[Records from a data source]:
►

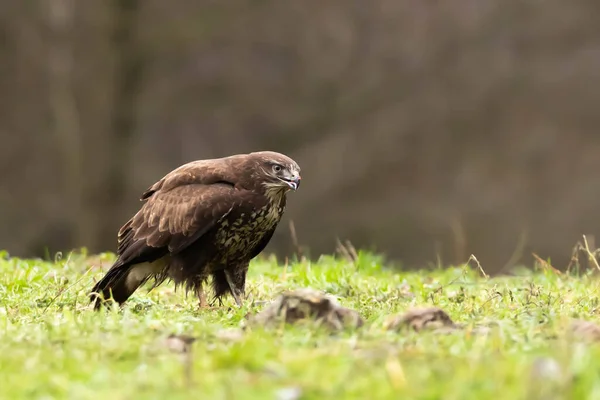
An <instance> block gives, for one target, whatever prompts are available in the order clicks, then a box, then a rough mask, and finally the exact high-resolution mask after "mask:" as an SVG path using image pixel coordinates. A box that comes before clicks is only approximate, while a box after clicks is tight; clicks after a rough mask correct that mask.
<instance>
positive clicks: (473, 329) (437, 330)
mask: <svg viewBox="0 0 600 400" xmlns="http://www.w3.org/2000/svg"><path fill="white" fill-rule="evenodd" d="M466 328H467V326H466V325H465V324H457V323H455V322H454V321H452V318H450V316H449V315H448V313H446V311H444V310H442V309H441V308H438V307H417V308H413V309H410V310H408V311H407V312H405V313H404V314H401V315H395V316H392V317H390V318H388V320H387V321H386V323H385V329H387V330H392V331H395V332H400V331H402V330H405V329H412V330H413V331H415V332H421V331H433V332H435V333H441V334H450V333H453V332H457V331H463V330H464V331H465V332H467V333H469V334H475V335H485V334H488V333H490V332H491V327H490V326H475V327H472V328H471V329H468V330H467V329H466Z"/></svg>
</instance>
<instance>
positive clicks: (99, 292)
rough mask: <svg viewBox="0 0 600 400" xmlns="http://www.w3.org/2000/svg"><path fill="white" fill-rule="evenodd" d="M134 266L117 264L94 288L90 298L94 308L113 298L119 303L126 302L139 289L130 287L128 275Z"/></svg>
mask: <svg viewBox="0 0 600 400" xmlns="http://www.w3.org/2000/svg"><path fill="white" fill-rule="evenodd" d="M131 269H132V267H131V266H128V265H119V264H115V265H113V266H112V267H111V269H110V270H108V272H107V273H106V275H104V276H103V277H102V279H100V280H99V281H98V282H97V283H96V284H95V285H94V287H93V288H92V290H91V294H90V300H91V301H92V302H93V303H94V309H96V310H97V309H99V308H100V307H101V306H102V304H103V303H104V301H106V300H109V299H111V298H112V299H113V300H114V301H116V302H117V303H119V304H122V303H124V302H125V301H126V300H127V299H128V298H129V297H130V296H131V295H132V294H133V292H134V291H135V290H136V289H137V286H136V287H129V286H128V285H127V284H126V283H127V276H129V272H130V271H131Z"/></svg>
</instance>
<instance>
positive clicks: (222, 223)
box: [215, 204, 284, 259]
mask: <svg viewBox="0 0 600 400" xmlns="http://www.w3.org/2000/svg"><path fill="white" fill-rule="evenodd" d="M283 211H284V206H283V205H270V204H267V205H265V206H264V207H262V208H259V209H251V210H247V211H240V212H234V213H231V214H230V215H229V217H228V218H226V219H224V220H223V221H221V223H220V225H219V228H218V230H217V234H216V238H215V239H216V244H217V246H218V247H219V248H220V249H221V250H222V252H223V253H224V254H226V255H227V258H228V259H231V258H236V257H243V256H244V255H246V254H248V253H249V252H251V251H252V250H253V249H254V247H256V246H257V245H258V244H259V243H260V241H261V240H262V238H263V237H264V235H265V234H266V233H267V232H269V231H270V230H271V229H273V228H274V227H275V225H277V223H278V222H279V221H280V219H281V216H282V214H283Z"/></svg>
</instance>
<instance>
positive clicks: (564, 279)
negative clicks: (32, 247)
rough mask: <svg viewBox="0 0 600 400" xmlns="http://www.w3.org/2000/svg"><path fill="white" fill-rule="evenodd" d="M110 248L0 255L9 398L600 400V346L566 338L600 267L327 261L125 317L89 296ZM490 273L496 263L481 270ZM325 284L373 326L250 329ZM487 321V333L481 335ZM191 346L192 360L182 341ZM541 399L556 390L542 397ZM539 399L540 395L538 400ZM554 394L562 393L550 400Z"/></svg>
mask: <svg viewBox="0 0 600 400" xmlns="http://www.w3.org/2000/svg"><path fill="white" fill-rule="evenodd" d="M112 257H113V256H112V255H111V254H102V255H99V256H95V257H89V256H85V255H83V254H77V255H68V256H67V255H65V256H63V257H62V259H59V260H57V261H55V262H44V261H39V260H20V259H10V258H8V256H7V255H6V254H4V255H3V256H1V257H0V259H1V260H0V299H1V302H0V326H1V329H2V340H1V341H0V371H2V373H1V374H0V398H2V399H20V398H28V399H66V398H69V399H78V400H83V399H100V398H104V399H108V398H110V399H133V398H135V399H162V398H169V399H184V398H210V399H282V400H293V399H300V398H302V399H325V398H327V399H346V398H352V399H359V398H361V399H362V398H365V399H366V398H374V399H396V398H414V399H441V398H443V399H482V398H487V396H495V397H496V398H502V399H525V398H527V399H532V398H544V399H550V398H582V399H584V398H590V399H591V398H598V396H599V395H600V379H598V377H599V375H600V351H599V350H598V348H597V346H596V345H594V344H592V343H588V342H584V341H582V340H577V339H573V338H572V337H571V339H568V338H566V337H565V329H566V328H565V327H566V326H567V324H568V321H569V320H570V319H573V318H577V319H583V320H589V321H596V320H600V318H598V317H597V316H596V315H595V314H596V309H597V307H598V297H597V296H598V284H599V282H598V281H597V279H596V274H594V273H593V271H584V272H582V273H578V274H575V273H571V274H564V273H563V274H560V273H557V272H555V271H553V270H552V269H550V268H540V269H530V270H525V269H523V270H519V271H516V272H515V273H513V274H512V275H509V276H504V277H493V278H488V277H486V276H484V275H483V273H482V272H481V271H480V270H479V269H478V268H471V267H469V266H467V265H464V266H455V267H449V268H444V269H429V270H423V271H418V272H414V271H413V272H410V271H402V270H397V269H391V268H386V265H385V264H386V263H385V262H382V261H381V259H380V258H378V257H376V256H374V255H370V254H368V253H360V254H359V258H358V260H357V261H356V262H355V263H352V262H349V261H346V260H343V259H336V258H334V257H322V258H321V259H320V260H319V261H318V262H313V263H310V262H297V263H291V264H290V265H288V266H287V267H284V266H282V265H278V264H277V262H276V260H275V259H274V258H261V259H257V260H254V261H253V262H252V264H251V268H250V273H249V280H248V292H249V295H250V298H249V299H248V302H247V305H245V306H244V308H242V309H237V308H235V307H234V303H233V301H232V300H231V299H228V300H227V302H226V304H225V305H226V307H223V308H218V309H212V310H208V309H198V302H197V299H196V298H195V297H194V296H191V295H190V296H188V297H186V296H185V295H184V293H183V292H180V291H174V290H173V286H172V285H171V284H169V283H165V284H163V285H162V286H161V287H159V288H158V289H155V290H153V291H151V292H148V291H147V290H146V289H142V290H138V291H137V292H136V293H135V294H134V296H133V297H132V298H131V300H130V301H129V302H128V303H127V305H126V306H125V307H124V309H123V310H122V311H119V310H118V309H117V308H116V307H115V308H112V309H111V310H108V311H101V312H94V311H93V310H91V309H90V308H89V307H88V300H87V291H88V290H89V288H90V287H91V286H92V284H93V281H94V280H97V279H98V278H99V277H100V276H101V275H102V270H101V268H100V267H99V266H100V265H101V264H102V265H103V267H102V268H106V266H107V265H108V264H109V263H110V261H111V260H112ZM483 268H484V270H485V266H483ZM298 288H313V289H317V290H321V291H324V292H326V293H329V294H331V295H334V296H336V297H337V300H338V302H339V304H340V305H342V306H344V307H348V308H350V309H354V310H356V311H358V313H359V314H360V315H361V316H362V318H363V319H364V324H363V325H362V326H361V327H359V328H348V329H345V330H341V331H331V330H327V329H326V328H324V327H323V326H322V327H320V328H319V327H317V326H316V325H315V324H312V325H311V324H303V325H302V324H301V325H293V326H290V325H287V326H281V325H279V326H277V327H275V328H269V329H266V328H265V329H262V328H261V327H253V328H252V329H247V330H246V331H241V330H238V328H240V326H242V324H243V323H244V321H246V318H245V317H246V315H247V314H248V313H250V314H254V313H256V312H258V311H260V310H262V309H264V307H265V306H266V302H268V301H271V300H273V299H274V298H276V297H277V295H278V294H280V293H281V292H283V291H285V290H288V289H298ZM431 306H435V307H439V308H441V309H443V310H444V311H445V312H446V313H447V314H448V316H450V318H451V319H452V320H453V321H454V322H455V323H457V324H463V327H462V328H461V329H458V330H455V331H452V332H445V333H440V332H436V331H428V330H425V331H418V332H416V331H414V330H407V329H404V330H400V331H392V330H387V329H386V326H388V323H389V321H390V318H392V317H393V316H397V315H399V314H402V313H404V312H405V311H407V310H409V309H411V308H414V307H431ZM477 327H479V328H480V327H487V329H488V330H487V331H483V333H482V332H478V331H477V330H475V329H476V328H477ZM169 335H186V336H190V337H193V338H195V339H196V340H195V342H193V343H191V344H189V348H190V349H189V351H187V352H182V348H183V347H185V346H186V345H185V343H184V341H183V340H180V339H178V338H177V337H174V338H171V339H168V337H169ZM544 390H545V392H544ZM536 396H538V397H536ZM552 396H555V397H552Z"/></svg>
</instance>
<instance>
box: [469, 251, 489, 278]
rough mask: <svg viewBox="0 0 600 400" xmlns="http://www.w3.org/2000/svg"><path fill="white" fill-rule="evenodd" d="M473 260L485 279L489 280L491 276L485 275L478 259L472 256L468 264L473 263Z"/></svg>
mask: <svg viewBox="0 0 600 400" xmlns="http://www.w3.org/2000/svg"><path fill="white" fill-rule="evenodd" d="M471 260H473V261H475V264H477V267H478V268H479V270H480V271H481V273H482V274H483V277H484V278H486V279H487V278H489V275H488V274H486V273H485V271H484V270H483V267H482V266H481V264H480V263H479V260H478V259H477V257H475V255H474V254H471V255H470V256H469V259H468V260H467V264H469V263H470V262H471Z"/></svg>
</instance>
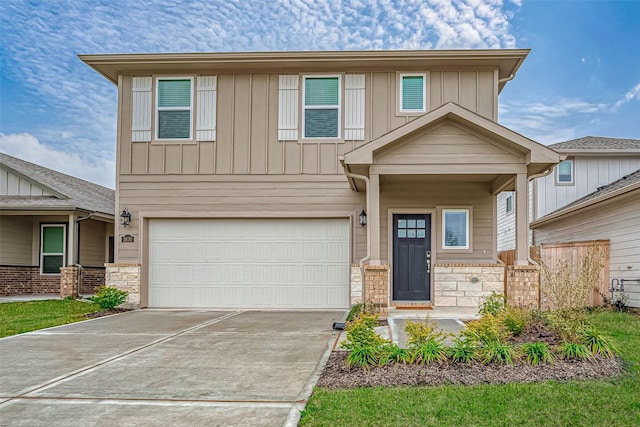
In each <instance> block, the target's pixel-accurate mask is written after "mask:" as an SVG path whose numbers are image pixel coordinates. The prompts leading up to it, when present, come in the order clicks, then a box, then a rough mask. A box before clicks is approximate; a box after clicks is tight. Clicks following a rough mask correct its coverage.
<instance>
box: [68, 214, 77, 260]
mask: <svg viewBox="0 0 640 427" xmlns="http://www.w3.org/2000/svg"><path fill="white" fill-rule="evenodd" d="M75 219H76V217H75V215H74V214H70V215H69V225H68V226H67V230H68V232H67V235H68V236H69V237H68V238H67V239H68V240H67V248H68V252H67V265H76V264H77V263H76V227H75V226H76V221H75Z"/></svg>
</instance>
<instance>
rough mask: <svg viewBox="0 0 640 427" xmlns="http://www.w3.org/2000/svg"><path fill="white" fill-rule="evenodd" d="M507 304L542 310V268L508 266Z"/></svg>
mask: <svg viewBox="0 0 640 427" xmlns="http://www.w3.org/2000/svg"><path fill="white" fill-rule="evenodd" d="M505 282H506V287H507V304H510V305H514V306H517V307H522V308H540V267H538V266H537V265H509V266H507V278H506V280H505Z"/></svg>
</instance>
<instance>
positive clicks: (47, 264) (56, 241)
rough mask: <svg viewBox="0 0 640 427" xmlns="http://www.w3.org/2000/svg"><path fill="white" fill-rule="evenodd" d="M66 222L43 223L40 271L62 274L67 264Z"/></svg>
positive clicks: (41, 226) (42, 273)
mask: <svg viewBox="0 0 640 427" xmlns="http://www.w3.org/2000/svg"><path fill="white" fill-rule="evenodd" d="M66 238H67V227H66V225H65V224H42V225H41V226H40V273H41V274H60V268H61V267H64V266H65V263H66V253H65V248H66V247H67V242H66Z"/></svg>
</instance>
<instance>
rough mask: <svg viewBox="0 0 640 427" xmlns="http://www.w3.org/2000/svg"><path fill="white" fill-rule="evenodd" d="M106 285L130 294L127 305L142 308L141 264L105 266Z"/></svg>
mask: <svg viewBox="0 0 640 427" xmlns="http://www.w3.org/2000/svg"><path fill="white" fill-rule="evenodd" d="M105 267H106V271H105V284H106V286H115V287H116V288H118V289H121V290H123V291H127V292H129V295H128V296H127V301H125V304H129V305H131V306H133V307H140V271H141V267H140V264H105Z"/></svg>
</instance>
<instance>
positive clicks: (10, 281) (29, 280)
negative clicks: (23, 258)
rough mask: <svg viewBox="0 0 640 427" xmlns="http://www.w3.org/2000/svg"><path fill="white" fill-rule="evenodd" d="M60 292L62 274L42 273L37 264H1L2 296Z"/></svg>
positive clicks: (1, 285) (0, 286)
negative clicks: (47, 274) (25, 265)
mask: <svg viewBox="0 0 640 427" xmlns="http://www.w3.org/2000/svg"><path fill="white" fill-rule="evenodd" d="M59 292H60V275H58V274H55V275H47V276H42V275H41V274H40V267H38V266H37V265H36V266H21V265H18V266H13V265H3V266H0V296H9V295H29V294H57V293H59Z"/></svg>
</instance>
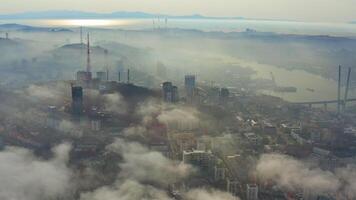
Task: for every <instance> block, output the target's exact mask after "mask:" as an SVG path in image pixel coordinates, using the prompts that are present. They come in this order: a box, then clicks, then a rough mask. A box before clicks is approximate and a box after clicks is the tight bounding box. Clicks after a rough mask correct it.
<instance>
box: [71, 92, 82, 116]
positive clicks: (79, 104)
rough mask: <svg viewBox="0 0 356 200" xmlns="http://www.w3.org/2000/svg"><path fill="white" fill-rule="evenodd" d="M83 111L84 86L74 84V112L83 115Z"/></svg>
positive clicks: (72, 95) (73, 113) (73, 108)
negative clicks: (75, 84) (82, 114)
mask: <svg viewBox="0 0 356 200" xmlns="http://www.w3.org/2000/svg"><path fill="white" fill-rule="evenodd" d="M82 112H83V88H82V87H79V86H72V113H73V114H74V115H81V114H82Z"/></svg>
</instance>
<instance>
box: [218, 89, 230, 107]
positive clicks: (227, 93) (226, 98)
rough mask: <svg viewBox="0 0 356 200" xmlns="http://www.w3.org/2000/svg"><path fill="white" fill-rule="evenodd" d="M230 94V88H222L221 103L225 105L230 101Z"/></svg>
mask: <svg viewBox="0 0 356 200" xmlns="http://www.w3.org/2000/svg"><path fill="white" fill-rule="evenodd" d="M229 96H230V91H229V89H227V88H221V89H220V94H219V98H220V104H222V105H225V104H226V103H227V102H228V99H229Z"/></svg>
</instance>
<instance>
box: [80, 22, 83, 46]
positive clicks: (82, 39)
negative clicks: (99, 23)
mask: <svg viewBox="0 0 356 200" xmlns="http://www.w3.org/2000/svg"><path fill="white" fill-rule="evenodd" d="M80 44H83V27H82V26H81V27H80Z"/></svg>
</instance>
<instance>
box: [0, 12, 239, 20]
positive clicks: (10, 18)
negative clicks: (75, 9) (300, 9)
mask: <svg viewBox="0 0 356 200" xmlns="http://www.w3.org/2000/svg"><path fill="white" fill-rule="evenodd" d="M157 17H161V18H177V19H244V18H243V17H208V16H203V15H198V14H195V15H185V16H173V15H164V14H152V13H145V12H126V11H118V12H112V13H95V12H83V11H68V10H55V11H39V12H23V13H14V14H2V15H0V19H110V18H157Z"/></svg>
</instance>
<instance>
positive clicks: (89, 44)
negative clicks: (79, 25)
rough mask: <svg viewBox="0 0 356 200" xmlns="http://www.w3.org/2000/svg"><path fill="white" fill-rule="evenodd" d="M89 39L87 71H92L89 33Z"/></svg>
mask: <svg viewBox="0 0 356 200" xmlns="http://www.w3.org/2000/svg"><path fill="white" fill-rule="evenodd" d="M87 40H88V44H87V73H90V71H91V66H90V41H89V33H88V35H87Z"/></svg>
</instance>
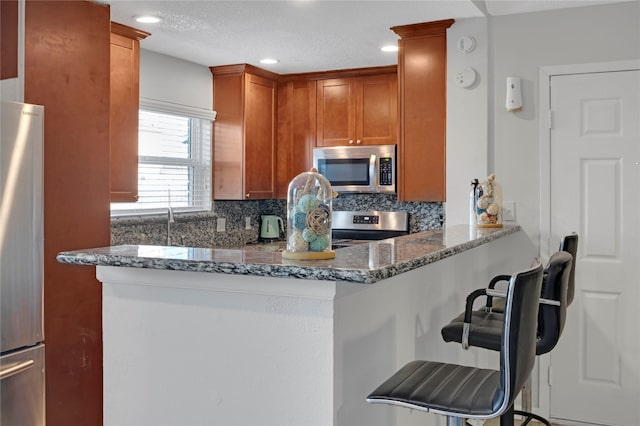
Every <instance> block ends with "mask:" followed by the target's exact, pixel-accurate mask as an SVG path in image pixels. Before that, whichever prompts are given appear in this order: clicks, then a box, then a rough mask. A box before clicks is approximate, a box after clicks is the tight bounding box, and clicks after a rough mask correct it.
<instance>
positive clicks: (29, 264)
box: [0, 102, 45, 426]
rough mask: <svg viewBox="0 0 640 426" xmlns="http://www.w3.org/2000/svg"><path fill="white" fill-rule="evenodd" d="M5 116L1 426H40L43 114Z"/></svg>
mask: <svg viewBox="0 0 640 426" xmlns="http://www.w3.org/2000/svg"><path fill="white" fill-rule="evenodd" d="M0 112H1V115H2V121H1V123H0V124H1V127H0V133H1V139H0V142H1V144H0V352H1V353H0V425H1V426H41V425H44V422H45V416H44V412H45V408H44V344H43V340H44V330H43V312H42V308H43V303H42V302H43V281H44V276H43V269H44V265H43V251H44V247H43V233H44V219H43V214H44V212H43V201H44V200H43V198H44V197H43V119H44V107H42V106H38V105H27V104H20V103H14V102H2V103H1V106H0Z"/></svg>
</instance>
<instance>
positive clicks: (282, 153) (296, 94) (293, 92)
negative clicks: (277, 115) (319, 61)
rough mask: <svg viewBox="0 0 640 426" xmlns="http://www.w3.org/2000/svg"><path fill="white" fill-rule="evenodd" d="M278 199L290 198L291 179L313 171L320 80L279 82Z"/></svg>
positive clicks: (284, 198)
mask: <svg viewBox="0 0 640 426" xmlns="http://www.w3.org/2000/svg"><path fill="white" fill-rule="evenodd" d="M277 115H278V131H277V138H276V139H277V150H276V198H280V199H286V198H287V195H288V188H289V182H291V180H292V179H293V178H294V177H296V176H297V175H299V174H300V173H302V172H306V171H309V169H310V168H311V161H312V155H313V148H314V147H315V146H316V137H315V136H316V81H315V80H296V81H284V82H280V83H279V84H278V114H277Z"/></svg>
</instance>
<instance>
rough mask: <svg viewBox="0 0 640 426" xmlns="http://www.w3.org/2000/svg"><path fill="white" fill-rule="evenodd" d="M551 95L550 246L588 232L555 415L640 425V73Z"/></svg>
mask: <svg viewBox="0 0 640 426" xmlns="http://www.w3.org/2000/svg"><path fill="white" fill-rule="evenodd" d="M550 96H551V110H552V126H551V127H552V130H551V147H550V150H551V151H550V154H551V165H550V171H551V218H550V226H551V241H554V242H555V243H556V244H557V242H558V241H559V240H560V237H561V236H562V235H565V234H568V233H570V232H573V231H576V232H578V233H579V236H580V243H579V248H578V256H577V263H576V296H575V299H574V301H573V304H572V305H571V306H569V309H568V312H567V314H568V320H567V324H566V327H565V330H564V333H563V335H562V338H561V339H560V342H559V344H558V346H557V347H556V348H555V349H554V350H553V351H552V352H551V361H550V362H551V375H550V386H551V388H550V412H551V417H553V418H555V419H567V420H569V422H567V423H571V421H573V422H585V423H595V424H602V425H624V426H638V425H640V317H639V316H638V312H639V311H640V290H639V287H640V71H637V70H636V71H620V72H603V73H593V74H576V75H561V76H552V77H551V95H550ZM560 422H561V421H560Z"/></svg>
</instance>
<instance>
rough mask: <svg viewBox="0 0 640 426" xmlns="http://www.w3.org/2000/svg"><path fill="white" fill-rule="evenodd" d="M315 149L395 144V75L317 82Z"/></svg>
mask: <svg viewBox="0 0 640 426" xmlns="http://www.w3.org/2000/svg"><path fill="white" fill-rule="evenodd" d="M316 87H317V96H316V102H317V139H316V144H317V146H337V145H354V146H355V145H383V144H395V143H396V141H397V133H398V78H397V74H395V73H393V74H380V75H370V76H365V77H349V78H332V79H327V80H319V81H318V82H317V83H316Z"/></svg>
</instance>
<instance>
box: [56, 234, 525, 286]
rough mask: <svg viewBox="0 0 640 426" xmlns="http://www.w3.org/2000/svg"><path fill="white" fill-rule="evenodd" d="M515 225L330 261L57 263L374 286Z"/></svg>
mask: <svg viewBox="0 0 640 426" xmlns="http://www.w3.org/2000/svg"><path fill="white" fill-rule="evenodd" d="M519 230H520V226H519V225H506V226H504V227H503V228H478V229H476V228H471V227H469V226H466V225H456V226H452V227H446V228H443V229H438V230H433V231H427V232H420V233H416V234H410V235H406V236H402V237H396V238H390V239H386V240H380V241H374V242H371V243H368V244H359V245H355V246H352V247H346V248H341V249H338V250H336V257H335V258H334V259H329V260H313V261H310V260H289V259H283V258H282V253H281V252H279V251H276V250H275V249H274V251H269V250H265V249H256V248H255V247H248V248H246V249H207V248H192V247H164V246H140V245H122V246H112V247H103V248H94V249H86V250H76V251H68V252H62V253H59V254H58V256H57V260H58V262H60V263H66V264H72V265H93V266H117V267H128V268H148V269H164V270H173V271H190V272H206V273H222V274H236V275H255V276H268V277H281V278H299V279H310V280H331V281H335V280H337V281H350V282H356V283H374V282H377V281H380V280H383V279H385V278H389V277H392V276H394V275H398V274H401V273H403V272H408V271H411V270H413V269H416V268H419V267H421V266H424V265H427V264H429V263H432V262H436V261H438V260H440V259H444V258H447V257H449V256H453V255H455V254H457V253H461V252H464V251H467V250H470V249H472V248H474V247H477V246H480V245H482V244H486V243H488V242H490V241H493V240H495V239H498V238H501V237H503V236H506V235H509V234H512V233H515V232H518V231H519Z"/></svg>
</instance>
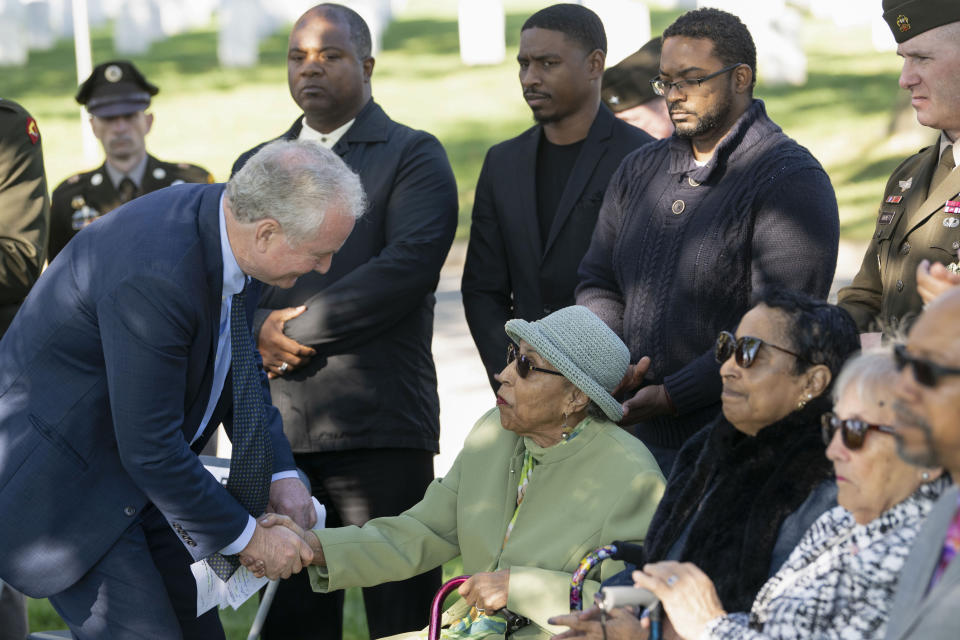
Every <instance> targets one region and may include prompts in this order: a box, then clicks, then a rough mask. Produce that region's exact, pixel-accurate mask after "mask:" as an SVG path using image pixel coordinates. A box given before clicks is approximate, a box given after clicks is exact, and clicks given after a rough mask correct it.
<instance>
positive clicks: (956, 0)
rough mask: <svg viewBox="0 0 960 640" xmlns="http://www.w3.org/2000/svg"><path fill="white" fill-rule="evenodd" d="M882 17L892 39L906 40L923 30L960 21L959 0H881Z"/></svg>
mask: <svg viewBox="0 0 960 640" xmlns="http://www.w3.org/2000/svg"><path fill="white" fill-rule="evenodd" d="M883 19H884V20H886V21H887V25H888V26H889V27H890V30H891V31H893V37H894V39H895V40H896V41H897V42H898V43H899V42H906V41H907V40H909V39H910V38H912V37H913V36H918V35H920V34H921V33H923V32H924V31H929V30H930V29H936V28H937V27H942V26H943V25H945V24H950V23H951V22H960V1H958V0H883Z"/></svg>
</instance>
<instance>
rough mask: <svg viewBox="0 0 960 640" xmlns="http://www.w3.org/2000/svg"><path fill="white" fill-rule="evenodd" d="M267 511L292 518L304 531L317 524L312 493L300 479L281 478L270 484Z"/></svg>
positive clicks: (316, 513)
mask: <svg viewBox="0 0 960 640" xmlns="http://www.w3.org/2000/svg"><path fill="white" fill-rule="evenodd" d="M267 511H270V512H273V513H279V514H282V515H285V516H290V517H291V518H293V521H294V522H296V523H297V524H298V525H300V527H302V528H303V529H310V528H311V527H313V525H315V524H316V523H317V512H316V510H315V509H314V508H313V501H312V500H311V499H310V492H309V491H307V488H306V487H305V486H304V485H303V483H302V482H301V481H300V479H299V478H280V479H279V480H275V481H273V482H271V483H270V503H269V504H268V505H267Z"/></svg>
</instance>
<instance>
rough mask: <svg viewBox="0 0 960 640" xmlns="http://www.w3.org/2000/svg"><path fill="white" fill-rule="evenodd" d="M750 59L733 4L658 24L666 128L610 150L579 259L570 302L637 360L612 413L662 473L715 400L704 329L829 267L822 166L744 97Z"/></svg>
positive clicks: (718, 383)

◄

Please copy the lines in the records above between the one holding "box: [71, 92, 82, 116]" and the one holding "positive clicks: (227, 93) (226, 98)", inclusive, exactly and with no other line.

[RESPONSE]:
box: [71, 92, 82, 116]
positive clicks: (79, 104)
rough mask: <svg viewBox="0 0 356 200" xmlns="http://www.w3.org/2000/svg"><path fill="white" fill-rule="evenodd" d="M83 111L84 86L74 84V112L83 115Z"/></svg>
positive clicks: (72, 95) (73, 113) (73, 108)
negative clicks: (75, 84) (82, 114)
mask: <svg viewBox="0 0 356 200" xmlns="http://www.w3.org/2000/svg"><path fill="white" fill-rule="evenodd" d="M82 112H83V88H82V87H79V86H72V113H73V114H74V115H81V114H82Z"/></svg>
</instance>
<instance>
box: [218, 89, 230, 107]
positive clicks: (227, 93) (226, 98)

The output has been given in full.